(Rows excerpted from a collection)
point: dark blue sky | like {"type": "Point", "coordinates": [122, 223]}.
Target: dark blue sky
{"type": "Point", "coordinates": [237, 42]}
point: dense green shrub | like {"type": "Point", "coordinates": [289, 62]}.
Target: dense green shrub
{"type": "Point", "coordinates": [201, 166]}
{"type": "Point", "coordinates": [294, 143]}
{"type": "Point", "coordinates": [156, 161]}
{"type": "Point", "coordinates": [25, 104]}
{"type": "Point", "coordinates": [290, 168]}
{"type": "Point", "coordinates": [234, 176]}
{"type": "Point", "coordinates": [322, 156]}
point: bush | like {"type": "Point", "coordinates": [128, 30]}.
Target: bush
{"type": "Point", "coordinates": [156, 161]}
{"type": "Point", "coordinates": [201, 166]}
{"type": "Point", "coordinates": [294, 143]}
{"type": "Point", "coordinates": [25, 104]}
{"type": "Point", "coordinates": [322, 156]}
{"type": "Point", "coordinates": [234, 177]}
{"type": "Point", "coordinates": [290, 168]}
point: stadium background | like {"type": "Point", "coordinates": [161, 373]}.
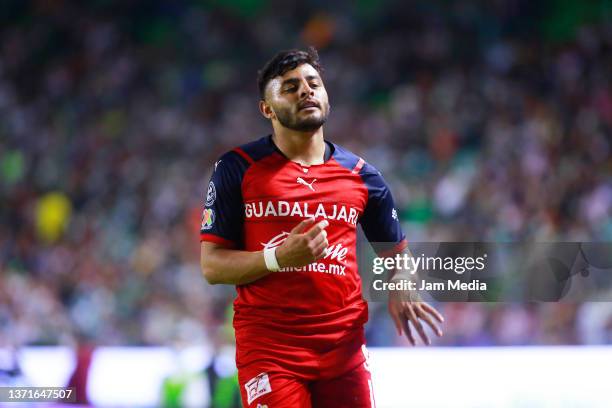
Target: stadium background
{"type": "Point", "coordinates": [491, 120]}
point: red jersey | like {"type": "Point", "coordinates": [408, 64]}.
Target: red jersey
{"type": "Point", "coordinates": [296, 318]}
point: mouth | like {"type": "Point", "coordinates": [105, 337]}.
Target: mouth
{"type": "Point", "coordinates": [308, 105]}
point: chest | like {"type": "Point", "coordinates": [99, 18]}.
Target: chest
{"type": "Point", "coordinates": [288, 191]}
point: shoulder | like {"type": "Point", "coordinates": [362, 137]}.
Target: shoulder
{"type": "Point", "coordinates": [353, 162]}
{"type": "Point", "coordinates": [241, 157]}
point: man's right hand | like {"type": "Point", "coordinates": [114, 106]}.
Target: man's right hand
{"type": "Point", "coordinates": [304, 245]}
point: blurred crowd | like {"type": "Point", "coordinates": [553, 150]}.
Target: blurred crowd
{"type": "Point", "coordinates": [491, 121]}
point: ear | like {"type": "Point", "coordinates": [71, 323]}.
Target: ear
{"type": "Point", "coordinates": [266, 110]}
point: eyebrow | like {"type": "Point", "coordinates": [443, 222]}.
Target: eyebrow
{"type": "Point", "coordinates": [296, 80]}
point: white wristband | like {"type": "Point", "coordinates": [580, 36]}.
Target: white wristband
{"type": "Point", "coordinates": [270, 259]}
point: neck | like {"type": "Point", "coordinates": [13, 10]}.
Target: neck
{"type": "Point", "coordinates": [306, 148]}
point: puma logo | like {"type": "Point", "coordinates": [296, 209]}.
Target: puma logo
{"type": "Point", "coordinates": [305, 183]}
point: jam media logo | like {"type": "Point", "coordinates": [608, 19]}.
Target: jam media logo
{"type": "Point", "coordinates": [208, 219]}
{"type": "Point", "coordinates": [258, 386]}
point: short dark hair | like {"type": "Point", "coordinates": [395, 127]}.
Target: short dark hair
{"type": "Point", "coordinates": [286, 61]}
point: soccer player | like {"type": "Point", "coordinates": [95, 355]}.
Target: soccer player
{"type": "Point", "coordinates": [280, 222]}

**Brief:**
Could you repeat the rows from the line with "point: short dark" through the end of the rows, substituting "football player" for "soccer player" and leaving everything else unchanged?

**Finished answer:**
point: short dark hair | like {"type": "Point", "coordinates": [395, 127]}.
Target: short dark hair
{"type": "Point", "coordinates": [286, 61]}
point: football player | like {"type": "Point", "coordinates": [95, 355]}.
Target: football player
{"type": "Point", "coordinates": [280, 222]}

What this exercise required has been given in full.